Top of Entries provided
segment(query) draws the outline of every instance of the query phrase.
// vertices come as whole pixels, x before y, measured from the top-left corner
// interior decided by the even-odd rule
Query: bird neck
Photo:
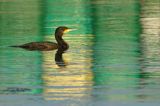
[[[59,49],[62,50],[67,50],[68,49],[68,44],[63,40],[62,38],[63,33],[59,32],[59,33],[55,33],[55,39],[58,43],[58,47]]]
[[[56,41],[57,41],[58,45],[62,45],[65,42],[62,39],[62,35],[63,35],[63,33],[56,33],[55,34],[55,38],[56,38]]]

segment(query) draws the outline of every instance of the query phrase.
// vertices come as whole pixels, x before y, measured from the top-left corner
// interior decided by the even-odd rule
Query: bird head
[[[68,28],[65,26],[60,26],[56,29],[55,33],[64,34],[64,33],[67,33],[67,32],[73,31],[73,30],[76,30],[76,29]]]

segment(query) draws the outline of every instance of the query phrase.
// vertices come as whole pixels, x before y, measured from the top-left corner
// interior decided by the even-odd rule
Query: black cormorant
[[[31,42],[31,43],[26,43],[23,45],[19,46],[11,46],[11,47],[19,47],[23,48],[26,50],[40,50],[40,51],[49,51],[49,50],[54,50],[54,49],[59,49],[59,50],[67,50],[69,48],[69,45],[63,40],[62,36],[64,33],[69,32],[73,29],[70,29],[65,26],[60,26],[55,30],[55,39],[57,43],[54,42]]]

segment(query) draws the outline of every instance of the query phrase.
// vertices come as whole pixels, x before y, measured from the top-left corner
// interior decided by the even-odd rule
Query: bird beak
[[[66,29],[66,30],[64,31],[64,33],[67,33],[67,32],[70,32],[70,31],[74,31],[74,30],[77,30],[77,29],[71,29],[71,28],[69,28],[69,29]]]

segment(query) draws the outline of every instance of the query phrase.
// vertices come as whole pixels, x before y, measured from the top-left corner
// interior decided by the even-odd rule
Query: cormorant
[[[55,39],[57,43],[54,42],[31,42],[31,43],[26,43],[23,45],[19,46],[10,46],[10,47],[19,47],[23,48],[26,50],[40,50],[40,51],[49,51],[49,50],[54,50],[54,49],[59,49],[59,50],[67,50],[69,48],[69,45],[63,40],[62,36],[64,33],[69,32],[74,29],[70,29],[65,26],[60,26],[55,30]]]

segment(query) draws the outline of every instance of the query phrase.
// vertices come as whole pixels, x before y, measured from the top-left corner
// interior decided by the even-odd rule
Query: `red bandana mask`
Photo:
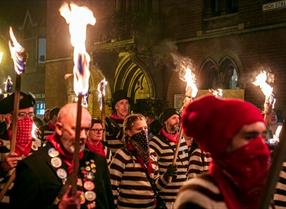
[[[33,120],[29,117],[18,119],[16,135],[16,153],[28,156],[32,147]]]
[[[256,209],[270,165],[270,151],[258,136],[248,144],[213,161],[211,174],[218,181],[229,209]],[[225,179],[230,180],[229,183]],[[234,194],[236,191],[237,193]],[[239,197],[239,199],[234,198]]]

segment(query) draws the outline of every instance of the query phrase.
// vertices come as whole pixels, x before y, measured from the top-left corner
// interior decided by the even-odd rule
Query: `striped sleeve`
[[[190,156],[188,179],[193,178],[199,174],[207,173],[211,157],[209,153],[202,152],[201,149],[195,149]]]
[[[227,209],[224,198],[209,175],[202,175],[187,181],[180,189],[175,202],[175,209],[195,208]]]
[[[274,194],[274,204],[276,209],[286,208],[286,162],[283,162],[282,170]]]

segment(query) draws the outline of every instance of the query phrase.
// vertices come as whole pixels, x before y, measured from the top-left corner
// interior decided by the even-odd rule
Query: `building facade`
[[[73,66],[68,25],[58,12],[62,2],[47,2],[45,93],[50,107],[74,97],[72,76],[67,76]],[[97,19],[87,33],[93,115],[99,114],[97,84],[103,77],[108,81],[107,100],[125,89],[134,104],[179,108],[186,83],[179,78],[176,59],[191,63],[199,89],[242,91],[245,100],[259,107],[264,96],[251,82],[267,70],[275,77],[276,108],[285,109],[285,1],[75,2],[91,8]]]

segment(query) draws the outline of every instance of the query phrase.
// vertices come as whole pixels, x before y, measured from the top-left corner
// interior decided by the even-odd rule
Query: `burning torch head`
[[[255,122],[264,122],[260,110],[239,99],[204,96],[190,103],[182,113],[184,133],[194,137],[214,159],[226,152],[244,125]]]

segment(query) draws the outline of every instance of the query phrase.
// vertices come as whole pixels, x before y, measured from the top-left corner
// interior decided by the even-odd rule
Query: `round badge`
[[[94,183],[91,181],[86,181],[86,182],[84,182],[83,187],[88,191],[93,190],[94,189]]]
[[[89,166],[86,166],[86,167],[85,167],[85,170],[90,171],[91,169],[90,169]]]
[[[50,148],[48,154],[50,157],[57,157],[59,156],[59,151],[56,150],[55,148]]]
[[[95,168],[96,166],[95,166],[94,163],[91,163],[91,164],[90,164],[90,167],[91,167],[91,168]]]
[[[59,157],[53,157],[51,159],[51,164],[54,168],[59,168],[62,166],[62,160]]]
[[[65,179],[67,177],[67,172],[63,168],[57,170],[57,175],[60,179]]]
[[[85,177],[92,181],[94,179],[94,174],[92,172],[88,172],[85,174]]]
[[[95,200],[95,192],[94,191],[86,191],[84,193],[84,196],[85,198],[88,200],[88,201],[93,201]]]

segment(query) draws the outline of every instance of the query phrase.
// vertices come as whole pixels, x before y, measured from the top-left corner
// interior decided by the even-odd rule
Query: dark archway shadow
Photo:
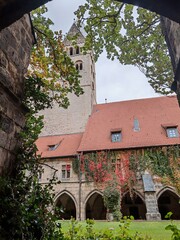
Bottom of Entries provided
With the pictures removed, return all the entries exactly.

segment(query) draws the outline of every instance of the query phrase.
// vertices come as whole pixels, x before y, measured from the top-left corner
// interior decided by the even-odd rule
Query: bird neck
Photo:
[[[59,49],[62,50],[67,50],[68,49],[68,44],[63,40],[62,38],[63,33],[59,32],[59,33],[55,33],[55,39],[58,43],[58,47]]]
[[[56,41],[57,41],[58,45],[62,45],[65,42],[62,39],[62,35],[63,35],[63,33],[56,33],[55,34],[55,38],[56,38]]]

segment(query) draws the outline of every instance of the query phrase.
// vertices come as whole pixels, x before y, measured from the top-left corner
// interior decided by the even-odd rule
Query: bird head
[[[68,28],[65,26],[60,26],[56,29],[55,33],[64,34],[64,33],[67,33],[67,32],[73,31],[73,30],[76,30],[76,29]]]

segment(query) draws the outline of every instance of the query phrase.
// vertices come as whole pixels, x before y, measured from the top-left corner
// interior decided by the even-odd rule
Query: black cormorant
[[[31,42],[31,43],[26,43],[23,45],[19,46],[11,46],[11,47],[19,47],[23,48],[26,50],[40,50],[40,51],[49,51],[49,50],[54,50],[54,49],[59,49],[59,50],[67,50],[69,48],[69,45],[63,40],[62,36],[64,33],[69,32],[73,29],[70,29],[65,26],[60,26],[55,30],[55,39],[57,43],[54,42]]]

segment(query) draws the outline of every instance of the query phrase.
// vertices come as whole pixels, x before y, measured from the top-left corner
// interior decided by the even-odd rule
Query: bird beak
[[[66,29],[66,30],[64,31],[64,33],[67,33],[67,32],[70,32],[70,31],[74,31],[74,30],[77,30],[77,29],[71,29],[71,28],[69,28],[69,29]]]

segment(query) draws the outline of every instance of the query phrase.
// vertices come as whole pixels, x before y, measured from the top-left corner
// interior decided by the even-odd rule
Query: cormorant
[[[55,39],[57,43],[54,42],[31,42],[31,43],[26,43],[23,45],[19,46],[10,46],[10,47],[19,47],[23,48],[26,50],[40,50],[40,51],[49,51],[49,50],[54,50],[54,49],[59,49],[59,50],[67,50],[69,48],[69,45],[63,40],[62,36],[64,33],[69,32],[74,29],[70,29],[65,26],[60,26],[55,30]]]

segment(query) draws the outline of every instance of the query phrase.
// vertices come as whole pixels, x before y, measured from the top-left corner
// interior decided by the even-odd rule
Query: `red bandana mask`
Photo:
[[[33,120],[29,117],[18,119],[16,135],[16,153],[28,156],[32,147]]]
[[[256,209],[270,165],[270,151],[258,136],[248,144],[213,161],[211,174],[218,181],[229,209]],[[225,179],[230,180],[229,183]],[[234,194],[236,191],[237,193]],[[239,197],[239,199],[234,198]]]

segment(query) draws the outline of every instance of the query phrase.
// vertices come as whole pixels, x before y, measured from the top-left corner
// interior decided by the even-odd rule
Query: `striped sleeve`
[[[190,156],[188,179],[193,178],[199,174],[207,173],[211,157],[209,153],[202,152],[201,149],[195,149]]]
[[[227,209],[224,198],[209,175],[202,175],[187,181],[180,189],[175,202],[175,209],[195,208]]]
[[[274,194],[274,204],[276,209],[286,208],[286,162],[283,162],[282,170]]]

segment(query) draws the outline of every instance of the query phrase.
// vertices come as whole pixels, x before y, measured from the top-left corner
// interior decided by the even-odd rule
Query: `building facade`
[[[73,66],[68,25],[58,12],[62,2],[47,2],[45,93],[50,107],[74,97],[72,76],[67,76]],[[97,19],[87,33],[93,115],[99,114],[97,84],[103,77],[108,81],[107,100],[125,89],[134,104],[179,108],[186,83],[179,78],[176,59],[191,63],[199,89],[242,91],[245,100],[259,107],[264,96],[251,82],[267,70],[275,77],[276,108],[285,109],[285,1],[75,2],[91,8]]]

segment(query) draws the outline of every instance of the query phrase.
// vertices come as whole pixels, x before y, measured from the top-left corner
// interior decided by the even-odd rule
Query: `burning torch head`
[[[255,122],[264,122],[260,110],[239,99],[204,96],[190,103],[182,113],[184,133],[194,137],[214,159],[226,152],[244,125]]]

segment(query) draws the outline of every instance of the query phrase.
// vertices come as whole pixels, x before y, measured from the top-left corner
// interior decided by the even-odd rule
Query: `round badge`
[[[94,183],[91,181],[86,181],[86,182],[84,182],[83,187],[88,191],[93,190],[94,189]]]
[[[89,166],[86,166],[86,167],[85,167],[85,170],[90,171],[91,169],[90,169]]]
[[[50,148],[48,154],[50,157],[57,157],[59,156],[59,151],[56,150],[55,148]]]
[[[95,168],[96,166],[95,166],[94,163],[91,163],[91,164],[90,164],[90,167],[91,167],[91,168]]]
[[[59,157],[53,157],[51,159],[51,164],[54,168],[59,168],[62,166],[62,160]]]
[[[65,179],[67,177],[67,172],[63,168],[57,170],[57,175],[60,179]]]
[[[85,177],[92,181],[94,179],[94,174],[92,172],[88,172],[85,174]]]
[[[95,200],[95,192],[94,191],[86,191],[84,193],[84,196],[85,198],[88,200],[88,201],[93,201]]]

segment(query) draws the outline of every instance of the query phrase.
// vertices come as whole pixels, x before y, measured from the top-left corner
// interior decided by the even-odd rule
Query: dark archway shadow
Photo:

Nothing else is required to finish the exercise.